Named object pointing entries
● ● ●

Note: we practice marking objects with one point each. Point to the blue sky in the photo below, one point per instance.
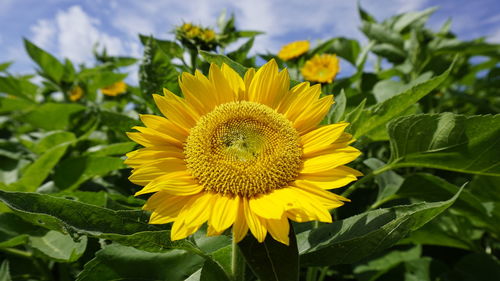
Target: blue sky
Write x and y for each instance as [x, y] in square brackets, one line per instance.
[69, 28]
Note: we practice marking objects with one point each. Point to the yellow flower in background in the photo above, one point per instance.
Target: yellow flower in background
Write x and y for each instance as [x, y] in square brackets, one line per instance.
[193, 32]
[293, 50]
[207, 35]
[76, 93]
[321, 68]
[186, 27]
[246, 153]
[115, 89]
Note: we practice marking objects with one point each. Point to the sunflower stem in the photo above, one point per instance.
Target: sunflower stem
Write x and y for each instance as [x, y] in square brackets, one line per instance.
[237, 263]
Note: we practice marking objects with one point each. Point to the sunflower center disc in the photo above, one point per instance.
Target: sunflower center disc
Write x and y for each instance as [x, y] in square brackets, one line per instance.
[243, 148]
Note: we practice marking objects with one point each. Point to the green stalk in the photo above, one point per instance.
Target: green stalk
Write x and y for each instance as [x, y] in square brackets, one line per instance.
[237, 263]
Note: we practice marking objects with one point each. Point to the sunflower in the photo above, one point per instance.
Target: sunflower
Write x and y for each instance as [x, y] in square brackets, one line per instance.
[293, 50]
[208, 35]
[321, 68]
[76, 93]
[246, 153]
[115, 89]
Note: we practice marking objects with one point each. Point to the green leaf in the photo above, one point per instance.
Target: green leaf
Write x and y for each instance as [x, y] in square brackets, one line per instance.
[8, 104]
[59, 247]
[170, 48]
[477, 267]
[220, 59]
[118, 122]
[119, 149]
[338, 108]
[386, 89]
[431, 188]
[240, 54]
[382, 113]
[15, 241]
[388, 182]
[348, 49]
[390, 52]
[352, 239]
[50, 67]
[448, 230]
[53, 116]
[377, 266]
[4, 66]
[272, 260]
[354, 115]
[51, 140]
[72, 172]
[410, 18]
[37, 172]
[467, 144]
[211, 271]
[364, 15]
[76, 218]
[116, 262]
[4, 271]
[156, 72]
[19, 87]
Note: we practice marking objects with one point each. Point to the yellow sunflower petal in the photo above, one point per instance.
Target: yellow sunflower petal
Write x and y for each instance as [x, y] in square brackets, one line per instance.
[329, 161]
[194, 213]
[328, 199]
[165, 207]
[198, 91]
[176, 109]
[164, 126]
[268, 85]
[301, 97]
[178, 183]
[247, 80]
[312, 115]
[254, 223]
[145, 155]
[269, 206]
[321, 137]
[224, 212]
[279, 229]
[240, 226]
[224, 91]
[157, 138]
[241, 152]
[334, 178]
[149, 172]
[234, 79]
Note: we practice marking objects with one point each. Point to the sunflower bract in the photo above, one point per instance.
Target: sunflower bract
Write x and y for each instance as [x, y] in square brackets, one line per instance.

● ● ●

Set down, word for word, only the lines running from the line with "the sunflower bract" to the last line of the listing above. Both of those lines belong in your answer.

FINAL RESULT ->
Note: we practice marking objects with one point each. Point to the sunflower bract in the photo above, one point per instance.
Target: sunflower bract
Write x and y for each instance as [x, y] in square brackets, one line per instance.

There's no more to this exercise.